## Quoted passage
--------------------


  2. I'm glad you were able to find comfort in knowing. I wish I knew because my brain invents little things I did "wrong" with each one. The things your struggle has taught you are important but I hope your lows are not as low in the coming year. <3

  3. I'm really glad that you were able to find out a "why" in this case. I'm sure it still hurts like hell, but sometimes it's comforting just to have answers. Best of luck moving forward...

  4. I'm glad you got an answer. but still so sorry for your loss.

  5. I'm right there with you. After years of heartache, I have a son, too, who is the light of my life. I want another baby and am battling fear at what the future holds. I am so sorry for your recent loss and I wish you the best as you move forward.

  6. I glad for you that you've found some closure through the test results. That sense of closure is really important even though it doesn't take away the pain. I love that you're looking at this from the perspective of how you want to remember the time and yourself in it. It's something for me to think about.

--------------------

## Given records
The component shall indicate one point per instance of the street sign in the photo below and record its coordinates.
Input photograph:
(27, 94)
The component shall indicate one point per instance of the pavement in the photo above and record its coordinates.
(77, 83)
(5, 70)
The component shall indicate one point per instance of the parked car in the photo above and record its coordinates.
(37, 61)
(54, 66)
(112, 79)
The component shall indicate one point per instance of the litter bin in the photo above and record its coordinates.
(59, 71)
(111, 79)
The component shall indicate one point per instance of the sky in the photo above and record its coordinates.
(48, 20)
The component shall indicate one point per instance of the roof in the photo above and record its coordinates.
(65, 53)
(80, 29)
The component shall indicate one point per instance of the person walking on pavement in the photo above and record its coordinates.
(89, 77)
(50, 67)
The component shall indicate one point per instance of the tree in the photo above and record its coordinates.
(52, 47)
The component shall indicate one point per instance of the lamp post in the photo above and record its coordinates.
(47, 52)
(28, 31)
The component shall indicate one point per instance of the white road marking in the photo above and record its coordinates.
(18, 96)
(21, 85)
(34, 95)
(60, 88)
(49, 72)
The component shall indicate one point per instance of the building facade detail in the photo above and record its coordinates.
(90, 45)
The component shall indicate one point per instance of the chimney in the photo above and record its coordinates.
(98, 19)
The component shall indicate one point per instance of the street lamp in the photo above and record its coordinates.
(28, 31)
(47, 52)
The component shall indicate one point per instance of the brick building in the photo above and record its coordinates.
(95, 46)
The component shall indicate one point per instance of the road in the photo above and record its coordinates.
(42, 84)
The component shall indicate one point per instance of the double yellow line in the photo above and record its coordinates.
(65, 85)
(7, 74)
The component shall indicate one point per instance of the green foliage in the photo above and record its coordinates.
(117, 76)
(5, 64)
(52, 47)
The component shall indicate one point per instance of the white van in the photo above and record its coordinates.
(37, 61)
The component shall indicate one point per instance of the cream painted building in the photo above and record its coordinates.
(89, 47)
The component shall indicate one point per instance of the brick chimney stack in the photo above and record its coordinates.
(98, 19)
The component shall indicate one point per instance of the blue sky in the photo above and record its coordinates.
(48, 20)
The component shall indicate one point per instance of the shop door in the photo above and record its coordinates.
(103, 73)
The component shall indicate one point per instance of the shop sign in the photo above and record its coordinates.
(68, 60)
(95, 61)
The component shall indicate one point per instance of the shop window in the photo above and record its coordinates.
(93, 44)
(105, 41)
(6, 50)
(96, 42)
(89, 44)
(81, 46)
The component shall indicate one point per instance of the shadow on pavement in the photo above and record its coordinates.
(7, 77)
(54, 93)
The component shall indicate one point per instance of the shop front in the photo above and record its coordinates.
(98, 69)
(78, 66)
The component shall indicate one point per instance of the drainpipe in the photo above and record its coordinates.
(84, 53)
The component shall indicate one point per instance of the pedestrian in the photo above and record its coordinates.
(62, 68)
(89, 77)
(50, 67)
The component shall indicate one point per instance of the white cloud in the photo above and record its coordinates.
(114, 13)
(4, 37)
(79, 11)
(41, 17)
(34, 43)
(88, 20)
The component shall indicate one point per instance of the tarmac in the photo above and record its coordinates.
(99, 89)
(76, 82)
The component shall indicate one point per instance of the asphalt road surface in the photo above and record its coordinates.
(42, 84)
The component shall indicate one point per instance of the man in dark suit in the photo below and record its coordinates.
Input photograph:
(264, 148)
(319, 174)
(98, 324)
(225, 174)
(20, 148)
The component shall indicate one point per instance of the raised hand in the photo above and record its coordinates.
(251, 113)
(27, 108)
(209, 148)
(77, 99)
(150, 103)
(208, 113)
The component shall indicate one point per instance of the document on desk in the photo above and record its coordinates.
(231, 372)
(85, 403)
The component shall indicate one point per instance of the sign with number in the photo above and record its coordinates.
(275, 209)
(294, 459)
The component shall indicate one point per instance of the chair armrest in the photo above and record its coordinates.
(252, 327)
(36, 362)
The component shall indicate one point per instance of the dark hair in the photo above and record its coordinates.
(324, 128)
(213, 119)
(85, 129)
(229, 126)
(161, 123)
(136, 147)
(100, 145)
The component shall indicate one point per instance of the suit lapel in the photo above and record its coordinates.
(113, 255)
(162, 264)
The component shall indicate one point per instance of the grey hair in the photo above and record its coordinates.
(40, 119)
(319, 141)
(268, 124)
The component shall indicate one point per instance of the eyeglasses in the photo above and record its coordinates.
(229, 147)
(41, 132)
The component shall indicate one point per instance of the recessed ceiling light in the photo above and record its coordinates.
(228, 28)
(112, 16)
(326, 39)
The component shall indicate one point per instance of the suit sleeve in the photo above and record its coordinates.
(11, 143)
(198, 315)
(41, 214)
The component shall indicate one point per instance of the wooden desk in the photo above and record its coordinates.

--------------------

## Requirement 1
In the condolence comments, what does the writer of comment 5 call their son?
## Requirement 2
Translate this sentence from the condolence comments into Spanish: "That sense of closure is really important even though it doesn't take away the pain."
## Requirement 3
In the condolence comments, list the numbers of all the comments that contain the word "glad."

## Response box 1
The light of their life.

## Response box 2
Esa sensación de cierre es realmente importante, aunque no quite el dolor.

## Response box 3
2, 3, 4, 6